##### EXTRACTED INFORMATION #####
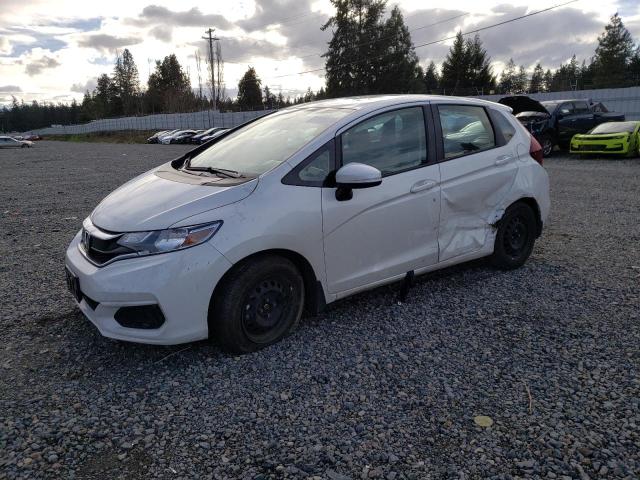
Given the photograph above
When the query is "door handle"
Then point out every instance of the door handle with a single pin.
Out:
(502, 159)
(423, 185)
#####
- DESCRIPTION OF THE TASK -
Rewrite the entries above as a JSON list of strings, one string per line, leaving out blank lines and the pictures.

- COMPLETE ANSWER -
[
  "Given the photograph above",
  "When the query is \"door handle\"",
  "Then point out every instance of the door handle with a single pin.",
  "Out:",
  "(502, 159)",
  "(423, 185)"
]